All that is needed is each line of the entries holding the word "rocky", copied as it stands.

Start of INFORMATION SHOWN

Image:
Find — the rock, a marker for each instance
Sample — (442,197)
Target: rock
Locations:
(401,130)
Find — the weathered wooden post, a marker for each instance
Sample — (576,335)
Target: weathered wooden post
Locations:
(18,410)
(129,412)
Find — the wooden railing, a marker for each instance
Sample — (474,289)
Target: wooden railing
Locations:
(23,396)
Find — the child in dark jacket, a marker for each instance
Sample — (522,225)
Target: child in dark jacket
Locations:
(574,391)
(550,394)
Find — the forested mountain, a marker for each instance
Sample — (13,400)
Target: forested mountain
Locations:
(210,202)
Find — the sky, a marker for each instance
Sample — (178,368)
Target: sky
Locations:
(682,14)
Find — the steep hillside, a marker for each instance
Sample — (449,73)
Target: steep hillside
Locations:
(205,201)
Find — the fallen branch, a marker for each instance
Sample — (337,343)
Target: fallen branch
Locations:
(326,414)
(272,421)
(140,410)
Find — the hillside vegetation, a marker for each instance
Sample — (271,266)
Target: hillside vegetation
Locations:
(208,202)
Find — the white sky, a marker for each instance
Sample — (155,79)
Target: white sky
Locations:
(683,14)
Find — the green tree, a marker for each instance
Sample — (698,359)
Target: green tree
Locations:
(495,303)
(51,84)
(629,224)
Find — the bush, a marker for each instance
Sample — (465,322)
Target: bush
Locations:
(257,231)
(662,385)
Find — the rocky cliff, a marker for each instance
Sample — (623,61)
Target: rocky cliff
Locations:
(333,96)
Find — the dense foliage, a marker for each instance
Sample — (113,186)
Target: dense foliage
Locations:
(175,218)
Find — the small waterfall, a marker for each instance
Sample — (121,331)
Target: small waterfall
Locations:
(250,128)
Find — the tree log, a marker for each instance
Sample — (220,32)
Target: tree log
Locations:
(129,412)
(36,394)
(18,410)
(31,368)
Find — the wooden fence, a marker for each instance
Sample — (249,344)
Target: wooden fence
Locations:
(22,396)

End of INFORMATION SHOWN

[TASK SOLUTION]:
Find — the rocky cliff, a marker for each instance
Target: rocky cliff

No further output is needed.